• _What is being asked_
Using the Azure Blob Storage tutorial, explain in one to three sentences why a SAS Token should be given a reasonable expiration date.

• _Text provided_
Azure Blob Storage Data Source Creation Tutorial
Audience: Data Owners
Content Summary: This guide details configuring an Azure Blob Storage data source in Immuta. To explore data source creation guides for other storage technologies, see the Object-backed and Query-backed guides.
Step 1: Enter Connection Information
To connect a data source to an Azure Blob Storage container, you must first create a Shared Access Signature for your Azure Blob Storage account.
Enter the Shared Access Signature Token and the corresponding URL for your Azure Storage account. Follow the steps below to retrieve your SAS credentials from the Azure Portal.
Generating and Retrieving Shared Access Signature Credentials
- Open the Azure Portal Web UI.
- Find and select your desired Azure Storage Account resource.
Under SETTINGS select Shared access signature.
Configure the SAS Token's allowed services, resource types, and permissions to match the following image.
Set a reasonable expiration date for your SAS Token. When your SAS Token expires, your Immuta data source will no longer be able to fetch data from Azure.
- Select Generate SAS and save the provided credentials.
Step 2: Select the Container
Select the container that you wish to base this data source on. The data source will contain all of the blobs in this container, and it will also maintain the container's directory structure.
In these final options, you can edit advanced configurations for your data source. None of these configurations are required to create the data source.
Option 1: Determine Refresh Interval
If left blank or set to 0, Azure blob data will only be indexed once when the data source is initially created. Otherwise, the Azure blob data will be re-indexed based on the selected time interval.
- Set Time: This is how often Immuta will re-index data located in the remote Azure blob container.
- Set Period: This is the time period and can be set to minutes, hours or days.
If you do not set a refresh interval, Immuta will never automatically crawl your container. You can always manually crawl from the Data Source Overview page.
Option 2: Select Data Format
While object-backed data sources can be any format (images, videos, etc.), Immuta can still work under the assumption that some will have common formats. Should your blobs be comma separated, tab-delimited, or json, you can mask values through the Immuta interface. Specifying the data format will allow you to create masking policies for the data source.

• _Provided records_

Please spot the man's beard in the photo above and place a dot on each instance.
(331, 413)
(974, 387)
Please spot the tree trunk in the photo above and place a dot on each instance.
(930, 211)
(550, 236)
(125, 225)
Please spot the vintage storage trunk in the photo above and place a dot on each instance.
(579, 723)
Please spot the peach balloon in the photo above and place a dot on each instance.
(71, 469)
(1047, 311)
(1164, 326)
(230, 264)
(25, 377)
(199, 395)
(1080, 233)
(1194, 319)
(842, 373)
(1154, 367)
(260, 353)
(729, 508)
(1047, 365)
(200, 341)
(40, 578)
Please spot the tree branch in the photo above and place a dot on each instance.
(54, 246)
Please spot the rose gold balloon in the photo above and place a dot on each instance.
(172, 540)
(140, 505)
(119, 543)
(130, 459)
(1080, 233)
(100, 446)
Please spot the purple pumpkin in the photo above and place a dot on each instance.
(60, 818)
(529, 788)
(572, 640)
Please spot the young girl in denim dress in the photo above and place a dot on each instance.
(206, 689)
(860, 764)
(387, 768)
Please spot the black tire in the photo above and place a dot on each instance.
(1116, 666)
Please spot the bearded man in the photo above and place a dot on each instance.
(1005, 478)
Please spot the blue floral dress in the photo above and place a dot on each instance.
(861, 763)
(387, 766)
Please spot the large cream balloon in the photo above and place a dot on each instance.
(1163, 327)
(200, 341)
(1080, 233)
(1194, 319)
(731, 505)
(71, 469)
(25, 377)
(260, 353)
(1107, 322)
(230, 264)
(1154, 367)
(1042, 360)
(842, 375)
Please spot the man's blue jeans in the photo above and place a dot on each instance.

• _Completed task_
When the SAS Token expires, the Immuta data source can no longer fetch data from Azure.